* What you have to do *
Nothing but the lines from the line with "Target: contrail" through the end of the data is to be copied, and each is to be copied exactly.

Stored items
################

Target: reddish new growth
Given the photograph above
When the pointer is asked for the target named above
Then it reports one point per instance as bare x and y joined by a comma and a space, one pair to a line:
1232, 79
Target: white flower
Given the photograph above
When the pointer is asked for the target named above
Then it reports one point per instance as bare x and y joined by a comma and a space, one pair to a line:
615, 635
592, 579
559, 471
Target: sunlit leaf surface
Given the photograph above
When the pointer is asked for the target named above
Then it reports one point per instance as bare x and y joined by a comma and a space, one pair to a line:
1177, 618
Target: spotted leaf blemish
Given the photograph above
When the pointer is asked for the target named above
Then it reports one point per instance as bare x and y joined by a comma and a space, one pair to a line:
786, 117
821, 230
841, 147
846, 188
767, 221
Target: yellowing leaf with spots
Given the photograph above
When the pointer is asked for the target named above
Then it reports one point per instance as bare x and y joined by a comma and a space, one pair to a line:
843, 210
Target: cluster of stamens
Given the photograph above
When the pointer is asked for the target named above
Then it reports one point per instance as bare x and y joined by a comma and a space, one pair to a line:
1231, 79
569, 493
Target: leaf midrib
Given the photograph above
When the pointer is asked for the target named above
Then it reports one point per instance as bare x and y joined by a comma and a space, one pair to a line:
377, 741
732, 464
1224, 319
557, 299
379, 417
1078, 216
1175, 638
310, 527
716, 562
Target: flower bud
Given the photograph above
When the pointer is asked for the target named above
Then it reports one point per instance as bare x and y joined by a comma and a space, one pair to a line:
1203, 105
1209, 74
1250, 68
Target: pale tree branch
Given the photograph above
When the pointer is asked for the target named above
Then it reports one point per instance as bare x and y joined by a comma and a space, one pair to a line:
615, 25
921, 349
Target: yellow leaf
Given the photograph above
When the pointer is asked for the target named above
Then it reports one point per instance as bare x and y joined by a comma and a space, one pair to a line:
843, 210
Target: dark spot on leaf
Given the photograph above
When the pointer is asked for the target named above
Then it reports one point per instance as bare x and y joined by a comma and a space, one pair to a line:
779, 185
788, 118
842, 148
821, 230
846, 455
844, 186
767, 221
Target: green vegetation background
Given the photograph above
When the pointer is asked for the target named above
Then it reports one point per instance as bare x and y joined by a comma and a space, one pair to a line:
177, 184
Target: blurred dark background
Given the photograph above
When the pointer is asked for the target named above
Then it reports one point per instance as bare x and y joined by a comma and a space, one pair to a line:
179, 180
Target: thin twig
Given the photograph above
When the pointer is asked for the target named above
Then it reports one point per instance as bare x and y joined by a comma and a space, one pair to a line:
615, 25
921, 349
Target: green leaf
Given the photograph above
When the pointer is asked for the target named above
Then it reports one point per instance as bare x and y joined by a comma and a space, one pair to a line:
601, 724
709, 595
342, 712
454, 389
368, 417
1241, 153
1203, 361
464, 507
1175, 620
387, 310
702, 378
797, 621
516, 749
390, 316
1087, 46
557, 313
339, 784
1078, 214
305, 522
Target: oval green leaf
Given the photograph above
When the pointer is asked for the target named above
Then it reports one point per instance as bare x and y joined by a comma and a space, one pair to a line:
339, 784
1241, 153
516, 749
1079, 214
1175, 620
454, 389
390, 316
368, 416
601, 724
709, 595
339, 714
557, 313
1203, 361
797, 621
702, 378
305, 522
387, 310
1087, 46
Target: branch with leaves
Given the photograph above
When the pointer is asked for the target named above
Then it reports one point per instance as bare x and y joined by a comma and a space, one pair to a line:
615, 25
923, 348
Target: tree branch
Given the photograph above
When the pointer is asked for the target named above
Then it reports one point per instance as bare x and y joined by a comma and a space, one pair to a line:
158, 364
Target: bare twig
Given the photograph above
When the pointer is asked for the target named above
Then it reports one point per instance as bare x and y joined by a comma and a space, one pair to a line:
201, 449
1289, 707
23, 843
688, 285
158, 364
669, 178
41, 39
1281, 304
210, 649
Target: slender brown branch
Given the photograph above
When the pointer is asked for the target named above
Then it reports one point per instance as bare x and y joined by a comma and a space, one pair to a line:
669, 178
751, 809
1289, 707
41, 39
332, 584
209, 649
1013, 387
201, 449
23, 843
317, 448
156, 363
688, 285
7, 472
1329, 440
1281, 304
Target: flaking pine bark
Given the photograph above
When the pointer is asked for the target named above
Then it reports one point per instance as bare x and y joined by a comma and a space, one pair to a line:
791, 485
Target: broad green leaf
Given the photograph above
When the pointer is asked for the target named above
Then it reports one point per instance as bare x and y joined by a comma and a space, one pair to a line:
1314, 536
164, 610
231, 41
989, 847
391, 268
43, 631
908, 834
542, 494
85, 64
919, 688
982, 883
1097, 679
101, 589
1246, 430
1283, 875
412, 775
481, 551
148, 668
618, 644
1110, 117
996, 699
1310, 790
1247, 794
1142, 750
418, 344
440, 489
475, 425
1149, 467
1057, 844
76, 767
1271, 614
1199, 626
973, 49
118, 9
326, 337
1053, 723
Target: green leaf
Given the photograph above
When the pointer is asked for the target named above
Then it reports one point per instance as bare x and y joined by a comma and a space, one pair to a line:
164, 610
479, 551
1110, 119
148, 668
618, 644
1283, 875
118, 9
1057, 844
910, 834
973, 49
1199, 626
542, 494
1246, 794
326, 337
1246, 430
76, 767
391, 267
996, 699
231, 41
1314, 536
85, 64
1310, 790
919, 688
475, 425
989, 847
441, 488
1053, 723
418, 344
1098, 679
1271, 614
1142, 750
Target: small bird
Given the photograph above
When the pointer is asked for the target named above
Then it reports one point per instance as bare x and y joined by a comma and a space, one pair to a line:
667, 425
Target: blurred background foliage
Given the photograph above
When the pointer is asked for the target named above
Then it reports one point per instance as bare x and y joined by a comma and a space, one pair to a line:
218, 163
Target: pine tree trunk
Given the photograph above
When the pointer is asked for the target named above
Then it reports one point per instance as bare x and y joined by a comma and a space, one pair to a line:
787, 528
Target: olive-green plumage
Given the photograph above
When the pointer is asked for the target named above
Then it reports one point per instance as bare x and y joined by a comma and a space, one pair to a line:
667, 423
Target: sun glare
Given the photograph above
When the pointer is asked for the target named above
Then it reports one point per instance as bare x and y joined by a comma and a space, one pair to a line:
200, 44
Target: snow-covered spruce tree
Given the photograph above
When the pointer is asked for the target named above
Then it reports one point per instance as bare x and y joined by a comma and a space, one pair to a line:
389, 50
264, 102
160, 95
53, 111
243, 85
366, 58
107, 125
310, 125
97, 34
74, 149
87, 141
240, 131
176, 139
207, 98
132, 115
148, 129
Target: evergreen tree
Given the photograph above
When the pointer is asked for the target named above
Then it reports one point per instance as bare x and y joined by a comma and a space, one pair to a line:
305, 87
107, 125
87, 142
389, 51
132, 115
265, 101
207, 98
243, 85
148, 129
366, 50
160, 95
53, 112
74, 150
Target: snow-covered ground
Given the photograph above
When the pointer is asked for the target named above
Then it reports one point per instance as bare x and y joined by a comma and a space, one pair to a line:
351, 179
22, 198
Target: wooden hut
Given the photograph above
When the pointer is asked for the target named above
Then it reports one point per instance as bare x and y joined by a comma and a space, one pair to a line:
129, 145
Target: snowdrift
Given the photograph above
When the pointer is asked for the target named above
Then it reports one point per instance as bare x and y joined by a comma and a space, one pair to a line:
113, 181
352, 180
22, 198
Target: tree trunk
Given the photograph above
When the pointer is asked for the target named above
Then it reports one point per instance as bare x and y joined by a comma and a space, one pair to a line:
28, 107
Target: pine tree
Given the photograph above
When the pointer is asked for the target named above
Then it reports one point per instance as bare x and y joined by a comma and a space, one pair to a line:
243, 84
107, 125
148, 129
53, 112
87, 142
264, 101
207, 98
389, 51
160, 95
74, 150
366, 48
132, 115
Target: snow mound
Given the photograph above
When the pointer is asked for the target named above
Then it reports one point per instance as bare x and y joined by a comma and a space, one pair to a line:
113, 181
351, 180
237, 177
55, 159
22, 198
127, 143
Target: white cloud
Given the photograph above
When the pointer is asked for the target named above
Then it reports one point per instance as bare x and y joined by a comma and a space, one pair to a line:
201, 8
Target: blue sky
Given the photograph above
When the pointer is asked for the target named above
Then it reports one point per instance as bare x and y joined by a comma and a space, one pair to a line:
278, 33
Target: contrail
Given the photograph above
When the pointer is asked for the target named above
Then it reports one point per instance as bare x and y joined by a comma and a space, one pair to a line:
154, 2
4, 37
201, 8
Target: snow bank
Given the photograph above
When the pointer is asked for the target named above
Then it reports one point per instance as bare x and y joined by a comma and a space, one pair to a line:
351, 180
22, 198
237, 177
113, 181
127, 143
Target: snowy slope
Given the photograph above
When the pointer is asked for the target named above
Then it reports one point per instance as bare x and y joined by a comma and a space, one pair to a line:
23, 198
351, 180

################

* Worked answer *
Target: contrail
Given the photograph above
When the pointer is asked for the target named above
Then it reports one point per instance as bare x and y joined by a comma and a space, one pair to a line:
154, 2
4, 37
201, 8
Target: snow bank
Given the photograph above
When the pointer is asked for the target named above
Then it reports one point per instance as bare x and y joined by a comma and a space, one pair to a line:
351, 180
22, 198
237, 177
113, 181
127, 143
Target: snowy slope
Given the photograph above
When the pointer is asked for the target named above
Then it reports one point per instance as bare x and y joined by a comma and a space, one pair to a line:
23, 198
351, 180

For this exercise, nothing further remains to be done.